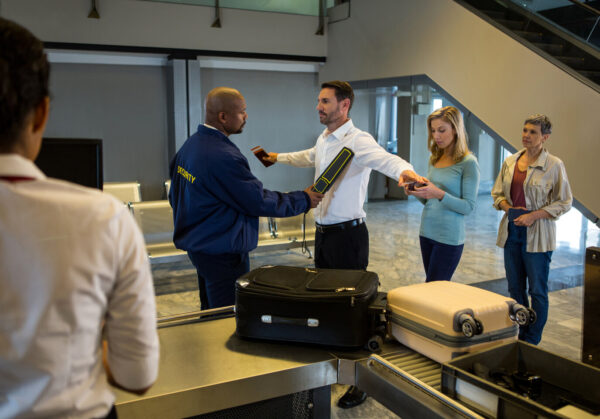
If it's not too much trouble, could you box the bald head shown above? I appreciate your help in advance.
[204,87,247,136]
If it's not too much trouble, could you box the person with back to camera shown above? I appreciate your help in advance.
[169,87,323,310]
[0,18,158,419]
[404,106,479,282]
[492,115,573,345]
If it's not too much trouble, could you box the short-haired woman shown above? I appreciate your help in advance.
[405,106,479,282]
[492,115,573,345]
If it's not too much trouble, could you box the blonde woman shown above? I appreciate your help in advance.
[405,106,479,282]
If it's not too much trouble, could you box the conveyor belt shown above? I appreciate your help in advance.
[356,348,481,418]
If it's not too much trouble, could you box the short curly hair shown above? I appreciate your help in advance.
[0,17,50,151]
[523,114,552,135]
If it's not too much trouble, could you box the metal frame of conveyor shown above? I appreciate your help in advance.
[114,306,480,419]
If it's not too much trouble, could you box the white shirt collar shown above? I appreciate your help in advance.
[323,119,354,140]
[0,154,46,180]
[202,124,219,131]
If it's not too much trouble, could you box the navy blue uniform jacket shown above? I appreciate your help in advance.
[169,125,310,254]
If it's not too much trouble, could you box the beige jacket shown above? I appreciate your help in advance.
[492,149,573,252]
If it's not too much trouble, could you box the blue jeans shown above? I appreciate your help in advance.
[419,236,465,282]
[504,208,552,345]
[188,252,250,310]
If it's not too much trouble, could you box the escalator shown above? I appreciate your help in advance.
[458,0,600,91]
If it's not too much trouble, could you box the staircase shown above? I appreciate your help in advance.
[458,0,600,87]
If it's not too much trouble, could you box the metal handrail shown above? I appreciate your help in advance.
[569,0,600,16]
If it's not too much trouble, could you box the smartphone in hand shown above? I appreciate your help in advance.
[251,145,273,167]
[408,182,427,191]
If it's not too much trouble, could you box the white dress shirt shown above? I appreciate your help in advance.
[0,154,158,418]
[277,120,413,224]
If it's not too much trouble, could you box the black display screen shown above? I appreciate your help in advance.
[35,138,103,190]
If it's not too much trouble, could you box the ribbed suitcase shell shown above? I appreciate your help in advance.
[235,266,379,348]
[388,281,519,362]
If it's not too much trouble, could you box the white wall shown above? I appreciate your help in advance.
[0,0,327,56]
[319,0,600,221]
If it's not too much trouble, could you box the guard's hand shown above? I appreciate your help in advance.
[398,170,429,186]
[263,153,279,163]
[304,185,325,208]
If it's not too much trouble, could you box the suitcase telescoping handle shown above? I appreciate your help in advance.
[260,314,319,327]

────────────────────────────────────────

**DIRECTION**.
Extract every line of the data above word for word, omitting the pictures.

**WRITTEN ANSWER**.
If it's not too much trouble, could you box the bald head shown above? I appreciate your help in advance.
[204,87,247,136]
If it's not too much trouble, could you box the person with back to camera shown above? I appreciate your help in advance.
[169,87,323,310]
[0,18,158,419]
[404,106,479,282]
[492,115,573,345]
If it's not too much trouble, could you box the short-haired woman shown above? I appreciate your help in advance.
[405,106,479,282]
[492,115,573,345]
If it's not too much trouble, could you box the blonde woman shown above? I appreciate your help in advance.
[405,106,479,282]
If it's not too much trouble, could you box the conveyor belt shown above? I appreciate your help in advance.
[356,348,481,418]
If it's not too much trouble, could you box the short curly hair shown above? I appreciate your help in advance.
[0,17,50,151]
[523,114,552,135]
If it's not too much trouble, could you box the metal frame of conveyor shown above? I appreciate your help in advance.
[114,306,480,419]
If it's not too much trouble, could you box the white shirt collar shown above? I appreciate your help in advance.
[323,119,354,140]
[0,154,46,180]
[202,124,219,131]
If it's not too much trouble, could you box the navy blue uniform jacket shown above? I appreciate your help in advance.
[169,125,310,254]
If it's not too much trouble, could you box the beige jacket shown above? I appreciate your help in advance.
[492,149,573,252]
If it's not too much trouble, could you box the blue jeans shown above? I appreciate your help in advance.
[419,236,465,282]
[504,208,552,345]
[188,252,250,310]
If it's not too much trouble, could you box the escalator shown above? I appreciate your help in advance.
[458,0,600,91]
If it's not too much trouble, could you box the staircase shown above? I appreciate your help in advance.
[458,0,600,87]
If it's not too much trouble, could you box the metal handrail shown above? I appreciate your help in advance.
[569,0,600,16]
If it's not too much trouble, could you box the smartphone in hand shown above? I appreciate your help in advance.
[251,145,273,167]
[408,182,427,191]
If it's not too much trouble, could you box the white dress shirt shown above? I appreciate your help in advance.
[0,154,158,418]
[277,120,413,224]
If it's not too much trouble, could you box the black display screen shown above? I appreciate your help in advance.
[35,138,103,190]
If it's not too much trouble, could you box the ribbed suitcase shell shown above? I appreciate your help in advance.
[235,266,379,348]
[388,281,519,362]
If it's not too much trouble, could you box the white wall shown above? I appreciate your help in advance.
[0,0,327,56]
[319,0,600,221]
If it's not too much trouble, could you box the guard's hand shown above? I appreciate your help in advance.
[398,170,429,186]
[263,153,279,163]
[304,185,325,208]
If it's not too much trouble, could you box the suitcase telescoping handle shown above? I appreciate your help in advance.
[260,314,319,327]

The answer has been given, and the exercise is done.